Text block:

"""

Wockhardt , a pharmaceutical company that had once come close to bankruptcy has been on a free fall in recent times. Today, the stock reached the limit of 20% which is the maximum a stock can fall in a single day unless the stock is part of any Index or is available in derivatives segment.
Forex troubles in 2009 pushed the company deep into losses. Do check out the following links for the stories around those times,
The company was able to come out of the mess by selling few hospitals to Fortis and this in a way lighted a rally in the stock taking it from sub 200 levels to its all time high of 2168.80 with very little resistance or reactions on the way. In fact in 2012, it saw the stock closing higher every month from January to November before it saw a slight correction in December.
The stock restarted the rally and gained another 27.5% in the first quarter of 2013 (on back of a gain of 468.9% in 2012). Just before the stock hit its peak, we saw Bank of America come out with a BUY call on the stock. It was laughable that they seemed to have found value in a stock that had appreciated so much in so short a time. Either way, that was the last hurray for the stock as it started its downward journey.
While the downward journey has not been as smooth as the upward, it has not been a free fall either with the stock falling continuously without much of a break.
Technically, the stock has a strong support zone of 465 – 550, but the question one needs to ask is, is it worth a buy even at those levels and this is not based on fundamentals or even technicals but the reality that stocks which have collapsed like Wockhardt rarely get buying support at the previous break out levels.
There is another interesting thing that should worry investors – pledge by the promoters. The promoters hold 73.54% stake in the company of which 87.06% if pledged. Now, the risk as we have seen in a lot of cases with the most recent one being that of Gitanjali Gems is that if the pledged shares are sold (or even an attempt is made), it’s quite easy to see the share price going down to double digits. The interesting thing about this pledge is that the quantity under pledge did not go down even as the share price spiked from 200 to 2000. A old article on the pledge can be read here
All in all, I believe it can be a high risk trade / investment even at support levels since the overhang of pledged shares hitting the market will stay till the pledge is revoked. I personally would stay away despite the attractive valuations.

"""

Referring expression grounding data
"""

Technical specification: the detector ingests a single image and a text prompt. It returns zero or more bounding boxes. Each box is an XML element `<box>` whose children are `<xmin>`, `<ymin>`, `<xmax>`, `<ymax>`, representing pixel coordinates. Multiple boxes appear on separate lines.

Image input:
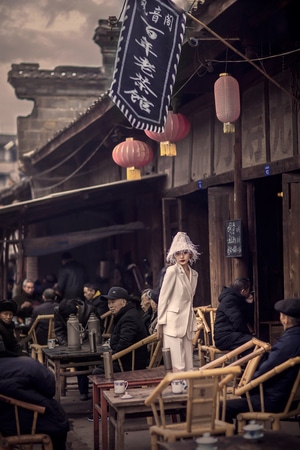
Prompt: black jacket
<box><xmin>0</xmin><ymin>357</ymin><xmax>69</xmax><ymax>436</ymax></box>
<box><xmin>214</xmin><ymin>287</ymin><xmax>254</xmax><ymax>350</ymax></box>
<box><xmin>0</xmin><ymin>319</ymin><xmax>26</xmax><ymax>356</ymax></box>
<box><xmin>110</xmin><ymin>302</ymin><xmax>149</xmax><ymax>370</ymax></box>
<box><xmin>250</xmin><ymin>326</ymin><xmax>300</xmax><ymax>412</ymax></box>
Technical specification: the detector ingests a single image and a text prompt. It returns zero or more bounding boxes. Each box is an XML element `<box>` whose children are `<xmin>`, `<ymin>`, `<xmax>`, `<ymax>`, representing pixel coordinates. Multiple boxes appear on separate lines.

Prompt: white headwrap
<box><xmin>167</xmin><ymin>231</ymin><xmax>200</xmax><ymax>264</ymax></box>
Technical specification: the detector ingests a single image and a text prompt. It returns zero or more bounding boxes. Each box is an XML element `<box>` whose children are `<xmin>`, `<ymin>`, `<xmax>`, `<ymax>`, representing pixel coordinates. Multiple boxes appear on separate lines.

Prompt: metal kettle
<box><xmin>67</xmin><ymin>314</ymin><xmax>81</xmax><ymax>350</ymax></box>
<box><xmin>87</xmin><ymin>313</ymin><xmax>102</xmax><ymax>345</ymax></box>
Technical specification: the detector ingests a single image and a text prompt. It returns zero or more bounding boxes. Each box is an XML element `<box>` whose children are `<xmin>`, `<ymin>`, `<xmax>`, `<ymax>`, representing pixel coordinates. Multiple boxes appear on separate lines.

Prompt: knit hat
<box><xmin>101</xmin><ymin>286</ymin><xmax>129</xmax><ymax>300</ymax></box>
<box><xmin>167</xmin><ymin>231</ymin><xmax>200</xmax><ymax>264</ymax></box>
<box><xmin>274</xmin><ymin>298</ymin><xmax>300</xmax><ymax>319</ymax></box>
<box><xmin>0</xmin><ymin>300</ymin><xmax>18</xmax><ymax>315</ymax></box>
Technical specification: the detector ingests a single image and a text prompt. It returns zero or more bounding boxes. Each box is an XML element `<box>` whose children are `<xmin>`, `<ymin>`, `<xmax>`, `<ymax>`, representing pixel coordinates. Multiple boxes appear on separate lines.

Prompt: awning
<box><xmin>23</xmin><ymin>222</ymin><xmax>145</xmax><ymax>256</ymax></box>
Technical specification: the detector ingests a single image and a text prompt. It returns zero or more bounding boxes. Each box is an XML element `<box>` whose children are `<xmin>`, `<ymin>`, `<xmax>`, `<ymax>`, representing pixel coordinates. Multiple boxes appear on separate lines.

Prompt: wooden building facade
<box><xmin>0</xmin><ymin>0</ymin><xmax>300</xmax><ymax>337</ymax></box>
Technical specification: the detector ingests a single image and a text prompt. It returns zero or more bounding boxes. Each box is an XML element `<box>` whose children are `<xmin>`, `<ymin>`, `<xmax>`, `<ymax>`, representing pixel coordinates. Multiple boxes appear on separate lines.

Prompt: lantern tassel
<box><xmin>160</xmin><ymin>141</ymin><xmax>177</xmax><ymax>156</ymax></box>
<box><xmin>223</xmin><ymin>122</ymin><xmax>235</xmax><ymax>133</ymax></box>
<box><xmin>126</xmin><ymin>167</ymin><xmax>142</xmax><ymax>180</ymax></box>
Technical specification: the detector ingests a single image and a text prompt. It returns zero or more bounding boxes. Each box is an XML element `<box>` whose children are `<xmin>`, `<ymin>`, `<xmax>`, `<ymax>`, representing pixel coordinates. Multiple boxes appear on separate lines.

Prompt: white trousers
<box><xmin>163</xmin><ymin>334</ymin><xmax>194</xmax><ymax>372</ymax></box>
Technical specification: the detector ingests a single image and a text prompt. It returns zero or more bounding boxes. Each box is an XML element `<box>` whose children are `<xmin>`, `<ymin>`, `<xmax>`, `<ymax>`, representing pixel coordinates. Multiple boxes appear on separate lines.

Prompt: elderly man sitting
<box><xmin>226</xmin><ymin>298</ymin><xmax>300</xmax><ymax>422</ymax></box>
<box><xmin>93</xmin><ymin>287</ymin><xmax>149</xmax><ymax>374</ymax></box>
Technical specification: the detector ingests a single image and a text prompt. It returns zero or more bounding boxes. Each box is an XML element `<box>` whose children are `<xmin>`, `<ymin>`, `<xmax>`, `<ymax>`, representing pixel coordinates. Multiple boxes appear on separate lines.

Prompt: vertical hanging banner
<box><xmin>109</xmin><ymin>0</ymin><xmax>186</xmax><ymax>133</ymax></box>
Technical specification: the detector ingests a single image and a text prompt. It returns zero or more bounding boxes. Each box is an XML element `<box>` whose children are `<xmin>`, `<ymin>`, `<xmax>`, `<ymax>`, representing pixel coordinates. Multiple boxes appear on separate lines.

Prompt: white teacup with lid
<box><xmin>196</xmin><ymin>433</ymin><xmax>218</xmax><ymax>450</ymax></box>
<box><xmin>243</xmin><ymin>420</ymin><xmax>264</xmax><ymax>441</ymax></box>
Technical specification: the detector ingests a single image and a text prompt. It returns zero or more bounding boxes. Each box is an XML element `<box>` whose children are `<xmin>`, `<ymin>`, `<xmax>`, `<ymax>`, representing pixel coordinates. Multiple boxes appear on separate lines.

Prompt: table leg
<box><xmin>115</xmin><ymin>408</ymin><xmax>125</xmax><ymax>450</ymax></box>
<box><xmin>93</xmin><ymin>384</ymin><xmax>100</xmax><ymax>450</ymax></box>
<box><xmin>55</xmin><ymin>361</ymin><xmax>61</xmax><ymax>403</ymax></box>
<box><xmin>100</xmin><ymin>388</ymin><xmax>108</xmax><ymax>450</ymax></box>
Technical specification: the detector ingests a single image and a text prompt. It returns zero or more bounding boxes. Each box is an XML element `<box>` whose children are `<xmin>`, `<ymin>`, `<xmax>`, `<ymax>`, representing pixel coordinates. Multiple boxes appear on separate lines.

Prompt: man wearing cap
<box><xmin>226</xmin><ymin>298</ymin><xmax>300</xmax><ymax>422</ymax></box>
<box><xmin>93</xmin><ymin>287</ymin><xmax>149</xmax><ymax>374</ymax></box>
<box><xmin>0</xmin><ymin>300</ymin><xmax>27</xmax><ymax>358</ymax></box>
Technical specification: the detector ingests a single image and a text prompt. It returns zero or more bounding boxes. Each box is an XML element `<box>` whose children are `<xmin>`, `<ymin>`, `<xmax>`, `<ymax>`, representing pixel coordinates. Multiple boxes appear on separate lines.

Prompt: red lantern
<box><xmin>214</xmin><ymin>73</ymin><xmax>240</xmax><ymax>133</ymax></box>
<box><xmin>145</xmin><ymin>111</ymin><xmax>191</xmax><ymax>156</ymax></box>
<box><xmin>112</xmin><ymin>138</ymin><xmax>153</xmax><ymax>180</ymax></box>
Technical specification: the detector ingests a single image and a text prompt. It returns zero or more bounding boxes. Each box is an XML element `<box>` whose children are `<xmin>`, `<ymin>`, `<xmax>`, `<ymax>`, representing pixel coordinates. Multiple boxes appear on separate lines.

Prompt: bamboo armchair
<box><xmin>20</xmin><ymin>314</ymin><xmax>55</xmax><ymax>364</ymax></box>
<box><xmin>112</xmin><ymin>333</ymin><xmax>162</xmax><ymax>372</ymax></box>
<box><xmin>200</xmin><ymin>338</ymin><xmax>271</xmax><ymax>394</ymax></box>
<box><xmin>235</xmin><ymin>356</ymin><xmax>300</xmax><ymax>432</ymax></box>
<box><xmin>0</xmin><ymin>394</ymin><xmax>53</xmax><ymax>450</ymax></box>
<box><xmin>145</xmin><ymin>366</ymin><xmax>241</xmax><ymax>450</ymax></box>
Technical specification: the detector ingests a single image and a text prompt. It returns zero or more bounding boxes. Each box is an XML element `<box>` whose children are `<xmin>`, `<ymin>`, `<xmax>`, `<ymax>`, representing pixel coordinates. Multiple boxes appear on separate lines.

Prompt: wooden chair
<box><xmin>112</xmin><ymin>333</ymin><xmax>162</xmax><ymax>372</ymax></box>
<box><xmin>197</xmin><ymin>305</ymin><xmax>228</xmax><ymax>366</ymax></box>
<box><xmin>145</xmin><ymin>366</ymin><xmax>241</xmax><ymax>450</ymax></box>
<box><xmin>20</xmin><ymin>314</ymin><xmax>55</xmax><ymax>364</ymax></box>
<box><xmin>200</xmin><ymin>338</ymin><xmax>271</xmax><ymax>394</ymax></box>
<box><xmin>0</xmin><ymin>394</ymin><xmax>53</xmax><ymax>450</ymax></box>
<box><xmin>235</xmin><ymin>356</ymin><xmax>300</xmax><ymax>432</ymax></box>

"""

Questions on the material:
A: Retype the part of the Wockhardt stock article that starts with the words "Wockhardt , a" and ends with "in derivatives segment.".
B: Using the Wockhardt stock article, answer these:
(i) What all time high did the stock reach?
(ii) By what percentage did the stock gain in the first quarter of 2013?
(iii) What percentage stake in the company do the promoters hold?

Solution set:
A:
Wockhardt , a pharmaceutical company that had once come close to bankruptcy has been on a free fall in recent times. Today, the stock reached the limit of 20% which is the maximum a stock can fall in a single day unless the stock is part of any Index or is available in derivatives segment.

B:
(i) 2168.80
(ii) 27.5%
(iii) 73.54%